**What the task asks:** Rescale everything from the start of the records down to the line containing "(1022, 409)", both ends included. Multiply every point coordinate in the answers by 1.25, round each to a whole number with halves going up, copy every other line unchanged, and return only those lines.

━━━━━ Supplied data ━━━━━

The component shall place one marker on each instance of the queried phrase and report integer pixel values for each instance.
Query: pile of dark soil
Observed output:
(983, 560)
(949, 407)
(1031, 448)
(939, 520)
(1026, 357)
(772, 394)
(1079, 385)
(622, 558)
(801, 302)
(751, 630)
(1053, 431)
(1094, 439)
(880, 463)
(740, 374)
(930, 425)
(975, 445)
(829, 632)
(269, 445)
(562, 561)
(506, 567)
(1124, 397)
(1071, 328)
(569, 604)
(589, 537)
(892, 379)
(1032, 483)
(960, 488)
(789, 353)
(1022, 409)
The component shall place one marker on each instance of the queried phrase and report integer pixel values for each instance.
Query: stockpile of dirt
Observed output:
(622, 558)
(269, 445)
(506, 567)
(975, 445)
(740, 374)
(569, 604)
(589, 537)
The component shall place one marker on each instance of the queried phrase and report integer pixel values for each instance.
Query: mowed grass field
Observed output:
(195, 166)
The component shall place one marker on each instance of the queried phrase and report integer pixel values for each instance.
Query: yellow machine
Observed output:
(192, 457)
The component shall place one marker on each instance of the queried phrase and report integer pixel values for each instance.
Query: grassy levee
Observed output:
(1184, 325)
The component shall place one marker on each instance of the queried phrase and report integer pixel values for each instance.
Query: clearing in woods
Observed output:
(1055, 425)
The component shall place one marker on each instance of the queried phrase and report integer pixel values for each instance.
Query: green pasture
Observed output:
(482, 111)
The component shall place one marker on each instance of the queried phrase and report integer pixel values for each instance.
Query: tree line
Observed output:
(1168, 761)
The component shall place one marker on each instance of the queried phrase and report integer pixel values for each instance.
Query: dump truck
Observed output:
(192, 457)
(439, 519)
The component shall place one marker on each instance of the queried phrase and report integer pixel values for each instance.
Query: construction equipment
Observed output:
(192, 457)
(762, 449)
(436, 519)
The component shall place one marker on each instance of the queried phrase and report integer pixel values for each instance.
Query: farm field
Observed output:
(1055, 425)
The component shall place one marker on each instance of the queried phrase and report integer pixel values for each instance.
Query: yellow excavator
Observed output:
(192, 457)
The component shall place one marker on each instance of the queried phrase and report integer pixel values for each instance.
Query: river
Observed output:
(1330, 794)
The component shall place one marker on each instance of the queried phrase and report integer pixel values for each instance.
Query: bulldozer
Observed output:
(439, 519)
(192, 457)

━━━━━

**Output of the task:**
The component shall place one marker on each instance of the queried phrase and report integer pixel values for each instance.
Query: pile of dark soil
Observed output:
(1229, 700)
(1186, 509)
(1289, 560)
(1174, 650)
(1283, 446)
(965, 493)
(1349, 481)
(778, 698)
(1001, 378)
(939, 788)
(1316, 539)
(1368, 549)
(1100, 579)
(925, 468)
(1163, 531)
(1219, 556)
(1036, 790)
(336, 556)
(703, 701)
(633, 709)
(1405, 496)
(1339, 410)
(711, 755)
(736, 671)
(1115, 474)
(1290, 604)
(1200, 610)
(986, 441)
(1278, 511)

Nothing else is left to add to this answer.